──────── EXERCISE INPUT
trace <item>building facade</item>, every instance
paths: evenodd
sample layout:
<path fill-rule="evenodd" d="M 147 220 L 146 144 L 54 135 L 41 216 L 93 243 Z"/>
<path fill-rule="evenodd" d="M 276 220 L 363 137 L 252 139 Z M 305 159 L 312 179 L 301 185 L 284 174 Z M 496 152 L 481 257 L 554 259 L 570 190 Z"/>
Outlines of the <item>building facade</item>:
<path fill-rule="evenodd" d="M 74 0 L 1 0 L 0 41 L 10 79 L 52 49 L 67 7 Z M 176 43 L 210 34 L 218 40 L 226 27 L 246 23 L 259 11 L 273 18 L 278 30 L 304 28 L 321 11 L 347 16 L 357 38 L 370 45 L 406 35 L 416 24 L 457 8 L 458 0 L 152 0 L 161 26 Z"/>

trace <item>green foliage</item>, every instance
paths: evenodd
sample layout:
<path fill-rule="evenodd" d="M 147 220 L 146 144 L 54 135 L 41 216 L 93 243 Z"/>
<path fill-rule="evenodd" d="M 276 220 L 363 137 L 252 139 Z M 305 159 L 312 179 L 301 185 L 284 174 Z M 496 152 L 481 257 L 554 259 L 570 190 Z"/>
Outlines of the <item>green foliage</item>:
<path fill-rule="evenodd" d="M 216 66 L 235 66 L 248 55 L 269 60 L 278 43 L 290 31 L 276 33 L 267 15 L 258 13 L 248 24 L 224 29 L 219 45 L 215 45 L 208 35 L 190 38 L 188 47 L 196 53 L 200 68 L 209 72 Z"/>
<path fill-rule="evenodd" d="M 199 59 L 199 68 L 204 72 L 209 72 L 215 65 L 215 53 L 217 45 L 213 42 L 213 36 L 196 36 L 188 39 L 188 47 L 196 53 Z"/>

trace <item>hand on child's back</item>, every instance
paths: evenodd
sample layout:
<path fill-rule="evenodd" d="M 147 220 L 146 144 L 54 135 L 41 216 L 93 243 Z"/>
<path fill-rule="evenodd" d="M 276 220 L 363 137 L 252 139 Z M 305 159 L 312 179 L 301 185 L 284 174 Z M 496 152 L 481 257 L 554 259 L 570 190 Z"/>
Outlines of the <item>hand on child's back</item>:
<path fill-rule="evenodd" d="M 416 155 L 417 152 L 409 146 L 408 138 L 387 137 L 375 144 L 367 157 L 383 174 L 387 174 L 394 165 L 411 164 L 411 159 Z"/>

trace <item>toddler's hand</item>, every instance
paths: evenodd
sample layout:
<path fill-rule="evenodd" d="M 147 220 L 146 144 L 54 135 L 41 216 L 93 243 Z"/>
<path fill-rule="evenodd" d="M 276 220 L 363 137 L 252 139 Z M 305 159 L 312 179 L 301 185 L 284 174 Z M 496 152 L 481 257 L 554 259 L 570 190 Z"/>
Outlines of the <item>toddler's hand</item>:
────────────────
— TASK DIRECTIONS —
Rewrite the listing starting at the line that contains "trace <item>green foliage</item>, every" and ending at the line that contains "199 59 L 199", both included. Shift each coordinate in the outlines after "Outlines of the" by adding 141, and leave every other line unchanged.

— RESPONSE —
trace <item>green foliage</item>, every instance
paths: evenodd
sample layout:
<path fill-rule="evenodd" d="M 147 220 L 146 144 L 54 135 L 41 216 L 93 243 Z"/>
<path fill-rule="evenodd" d="M 276 220 L 363 137 L 252 139 Z M 305 159 L 312 179 L 301 185 L 284 174 Z M 496 152 L 481 257 L 554 259 L 570 190 Z"/>
Outlines of the <item>green foliage</item>:
<path fill-rule="evenodd" d="M 357 207 L 376 207 L 389 196 L 410 201 L 419 184 L 431 172 L 417 174 L 408 156 L 399 154 L 389 165 L 365 170 L 360 186 L 356 186 L 349 176 L 331 179 L 329 188 L 337 194 L 341 209 L 350 213 Z"/>
<path fill-rule="evenodd" d="M 340 200 L 340 209 L 345 213 L 350 213 L 356 206 L 356 194 L 358 186 L 354 183 L 354 177 L 337 177 L 329 180 L 329 188 L 337 194 Z"/>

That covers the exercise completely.